■ **TEXT PROVIDED**
■ ■ ■ ■ ■
However, this doesn't mean we are against technique. If other dancers and choreographers are working in the realm of protecting forms, then they need to do technique daily. We have been to Singapore, where amazing traditions of Malai dance, and Indian dances, and voguing exist. You can only do these with passion if you do it every day. But this is not our calling. We are really here to create artistic situations which don't exclude anybody, and in which we cross the borders between different techniques to invite everybody to create something together. But we are not ahistorical, or apolitical. I am all for the protection of dance history, because if a dance is not practiced for ten years it gets lost. Lots of dances have been lost because we don't dance enough. But those that have been saved, they change anyway, and it’s a natural process.
■ ■ ■ ■ ■
■ **SOURCE MATERIAL**
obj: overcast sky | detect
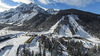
[0,0,100,14]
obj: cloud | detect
[12,0,34,4]
[39,0,50,4]
[0,0,17,12]
[0,0,34,12]
[38,0,100,7]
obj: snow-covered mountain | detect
[0,3,100,56]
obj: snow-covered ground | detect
[0,32,30,56]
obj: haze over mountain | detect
[0,3,100,56]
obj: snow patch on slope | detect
[59,25,72,37]
[68,15,92,38]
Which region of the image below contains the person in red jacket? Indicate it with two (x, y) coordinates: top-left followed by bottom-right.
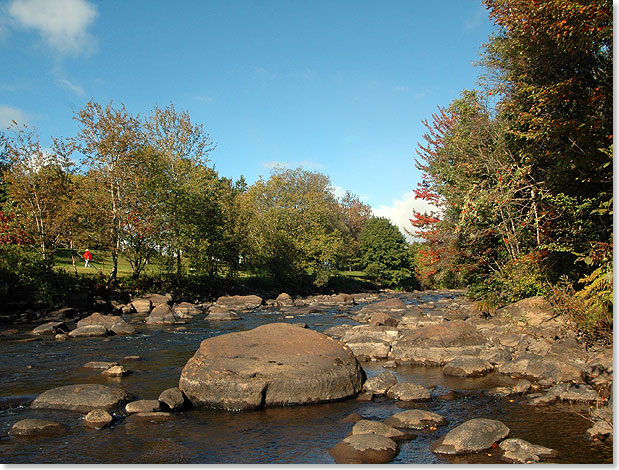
(82, 248), (92, 268)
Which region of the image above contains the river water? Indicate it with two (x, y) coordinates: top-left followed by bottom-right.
(0, 296), (613, 464)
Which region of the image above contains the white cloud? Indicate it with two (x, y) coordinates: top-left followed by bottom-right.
(262, 160), (325, 171)
(56, 78), (86, 97)
(372, 191), (436, 242)
(8, 0), (97, 54)
(0, 104), (29, 130)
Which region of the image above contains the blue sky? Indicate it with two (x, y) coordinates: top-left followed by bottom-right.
(0, 0), (493, 239)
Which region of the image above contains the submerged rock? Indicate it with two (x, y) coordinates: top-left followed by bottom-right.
(329, 433), (400, 464)
(84, 409), (114, 429)
(430, 418), (509, 455)
(30, 384), (133, 413)
(385, 410), (447, 429)
(179, 323), (364, 410)
(499, 438), (559, 463)
(9, 419), (69, 437)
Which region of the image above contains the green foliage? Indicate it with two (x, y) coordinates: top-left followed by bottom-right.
(360, 217), (415, 288)
(241, 168), (345, 286)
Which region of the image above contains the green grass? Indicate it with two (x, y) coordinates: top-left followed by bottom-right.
(54, 248), (157, 277)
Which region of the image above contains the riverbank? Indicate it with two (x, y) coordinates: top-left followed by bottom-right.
(0, 290), (612, 463)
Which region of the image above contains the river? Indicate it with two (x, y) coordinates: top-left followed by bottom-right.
(0, 295), (613, 464)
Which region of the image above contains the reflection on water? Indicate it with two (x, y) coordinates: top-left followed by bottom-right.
(0, 296), (612, 464)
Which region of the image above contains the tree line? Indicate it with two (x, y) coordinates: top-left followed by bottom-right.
(0, 101), (413, 297)
(411, 0), (613, 338)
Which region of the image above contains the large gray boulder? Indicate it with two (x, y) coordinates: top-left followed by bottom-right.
(9, 419), (69, 437)
(77, 313), (135, 335)
(389, 320), (487, 366)
(329, 433), (400, 464)
(30, 384), (133, 413)
(146, 303), (185, 325)
(430, 418), (509, 455)
(384, 409), (447, 429)
(179, 323), (364, 410)
(215, 295), (263, 310)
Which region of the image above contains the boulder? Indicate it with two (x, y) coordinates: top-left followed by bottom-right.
(158, 387), (186, 411)
(275, 292), (294, 307)
(83, 409), (114, 429)
(329, 433), (400, 464)
(384, 409), (447, 429)
(131, 299), (153, 314)
(363, 370), (398, 395)
(499, 438), (559, 463)
(495, 296), (557, 326)
(30, 384), (133, 413)
(430, 418), (509, 455)
(179, 323), (364, 409)
(387, 382), (431, 401)
(352, 419), (413, 441)
(69, 325), (110, 338)
(82, 361), (118, 370)
(369, 312), (400, 326)
(30, 321), (69, 335)
(9, 419), (69, 437)
(443, 356), (494, 377)
(146, 303), (185, 325)
(77, 313), (135, 335)
(101, 365), (131, 377)
(174, 302), (203, 318)
(215, 295), (263, 310)
(205, 305), (241, 321)
(125, 400), (161, 414)
(144, 294), (172, 308)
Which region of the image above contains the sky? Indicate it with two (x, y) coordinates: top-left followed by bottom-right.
(0, 0), (494, 241)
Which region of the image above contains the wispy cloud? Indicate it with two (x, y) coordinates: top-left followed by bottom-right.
(193, 93), (213, 104)
(262, 160), (325, 171)
(372, 191), (436, 242)
(56, 78), (86, 97)
(7, 0), (98, 55)
(0, 104), (30, 129)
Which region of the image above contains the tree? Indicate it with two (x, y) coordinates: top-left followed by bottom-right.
(360, 217), (414, 287)
(68, 101), (143, 284)
(339, 191), (372, 270)
(145, 104), (215, 276)
(2, 126), (70, 263)
(241, 168), (345, 286)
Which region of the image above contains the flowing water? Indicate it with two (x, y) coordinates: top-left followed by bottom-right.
(0, 297), (613, 464)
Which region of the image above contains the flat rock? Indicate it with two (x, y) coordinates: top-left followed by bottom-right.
(9, 419), (69, 437)
(363, 370), (398, 395)
(443, 356), (494, 377)
(179, 323), (364, 409)
(101, 365), (131, 377)
(82, 361), (118, 370)
(329, 433), (400, 464)
(146, 303), (185, 325)
(69, 325), (109, 338)
(83, 410), (114, 429)
(499, 438), (559, 463)
(352, 419), (414, 441)
(387, 382), (431, 401)
(125, 400), (161, 413)
(206, 305), (241, 321)
(158, 387), (186, 411)
(131, 299), (153, 314)
(384, 409), (447, 429)
(30, 321), (69, 335)
(430, 418), (509, 455)
(30, 384), (133, 413)
(215, 295), (263, 310)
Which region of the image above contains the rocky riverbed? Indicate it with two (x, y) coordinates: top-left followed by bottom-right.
(0, 290), (613, 463)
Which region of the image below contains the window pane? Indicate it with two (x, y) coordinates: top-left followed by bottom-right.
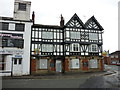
■ ■ ■ ■ ■
■ **ASSIGNED TASK 1**
Using the passage on dance and technique, say whether each statement agrees with it. Answer yes or no, and quote the deciding words.
(a) The speaker and their group are against technique.
(b) The speaker has been to Singapore.
(c) Dances that have been saved stay the same over time.
■ **ASSIGNED TASK 2**
Retype the passage on dance and technique from "However, this doesn't" up to and including "a natural process.", keeping every word and punctuation mark unchanged.

■ **EXERCISE RESPONSE 1**
(a) No: "this doesn't mean we are against technique."
(b) Yes: "We have been to Singapore"
(c) No: "they change anyway, and it’s a natural process."

■ **EXERCISE RESPONSE 2**
However, this doesn't mean we are against technique. If other dancers and choreographers are working in the realm of protecting forms, then they need to do technique daily. We have been to Singapore, where amazing traditions of Malai dance, and Indian dances, and voguing exist. You can only do these with passion if you do it every day. But this is not our calling. We are really here to create artistic situations which don't exclude anybody, and in which we cross the borders between different techniques to invite everybody to create something together. But we are not ahistorical, or apolitical. I am all for the protection of dance history, because if a dance is not practiced for ten years it gets lost. Lots of dances have been lost because we don't dance enough. But those that have been saved, they change anyway, and it’s a natural process.